┌──
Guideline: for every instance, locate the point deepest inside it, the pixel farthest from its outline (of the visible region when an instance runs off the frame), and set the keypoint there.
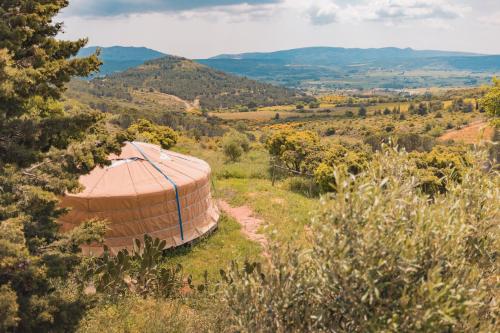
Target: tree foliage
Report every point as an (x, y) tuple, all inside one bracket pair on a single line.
[(43, 150), (491, 101), (234, 144), (384, 258), (144, 130)]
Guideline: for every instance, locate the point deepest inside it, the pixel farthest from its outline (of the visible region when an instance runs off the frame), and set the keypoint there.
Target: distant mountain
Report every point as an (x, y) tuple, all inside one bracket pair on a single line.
[(120, 58), (335, 67), (337, 56), (192, 82)]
└──
▶ _Work to do_
Rewrite the rows from the top through the line containing "[(43, 150), (491, 101), (234, 144), (384, 258), (144, 130)]", with "tree foliage" changed to "tree canopy" and nothing else altered. Omit the pictures from your answer.

▶ _Written reply_
Guideline: for every instance, locate the point deepest inside it, the pixel farthest from its outline (of the visible region when an instance runs off the frame), and set the keypoint there.
Target: tree canopy
Report every point as an (x, y) tuple, all inside one bracket pair on a single line.
[(43, 150), (491, 101), (234, 144), (384, 258), (144, 130)]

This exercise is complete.